Task brief:
Please transcribe the blog post below word for word, starting with "Sunday, August 12, 2018" and going on through "something like that.".

Thirty-four years ago, before I knew any of this, a friend and I were talking about people who smoke marijuana, and he said, “Why get high on drugs? Get high on life instead.”
Rather corny words, but, oh, how wise. Try it, my friends, look at the good things around you, stop focusing on your pain or your problems, and get high on life.
Sunday, August 12, 2018
Follow God’s example, therefore, as dearly loved children and walk in the way of love, just as Christ loved us and gave himself up for us as a fragrant offering and sacrifice to God. (Ephesians 5:1-2 New International Version)
Wow, it’s only been two weeks since I wrote a Sunday inspirational blog post? Seems like so much longer. Here we are in the last official month of summer and it feels like my brain has gone on vacation without me. Or something like that.
One month ago, when I was still at Lifest Christian Music Festival in Oshkosh, Bill Yonker was the speaker at Saturday morning worship. (He is the senior pastor at Immanuel Lutheran Church in East Dundee, Illinois, by the way.)
He used the verse above as the topic of his message. And though I wrote that down in my little notebook that morning, I don’t remember what he all had to say about it.
It’s not too hard, though, to get the message out of this passage. And I feel that this past week I failed miserably in living in.
“Walk in love, just as Christ loved us.” Did I do that last week? Only some of the time. Will I do that in the coming week? I may try but I will fail miserably, once again. Why? Because I am a sinner. I can try as hard as I can to live a Christ-like life, but I am never going to get it. At the end of the day, or the end of the week, all I can ask is for God’s forgiveness and for the people I have wronged to forgive me as well.

Raw data:

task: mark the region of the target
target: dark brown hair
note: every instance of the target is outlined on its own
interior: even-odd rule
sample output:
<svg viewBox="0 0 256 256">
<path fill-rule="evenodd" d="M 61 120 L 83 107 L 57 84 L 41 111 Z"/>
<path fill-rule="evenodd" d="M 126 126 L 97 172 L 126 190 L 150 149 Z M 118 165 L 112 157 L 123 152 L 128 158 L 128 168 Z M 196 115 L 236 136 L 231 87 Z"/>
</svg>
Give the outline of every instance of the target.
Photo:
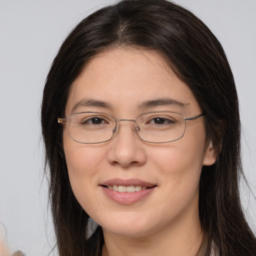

Finished exercise:
Sunday, August 12, 2018
Follow God’s example, therefore, as dearly loved children and walk in the way of love, just as Christ loved us and gave himself up for us as a fragrant offering and sacrifice to God. (Ephesians 5:1-2 New International Version)
Wow, it’s only been two weeks since I wrote a Sunday inspirational blog post? Seems like so much longer. Here we are in the last official month of summer and it feels like my brain has gone on vacation without me. Or something like that.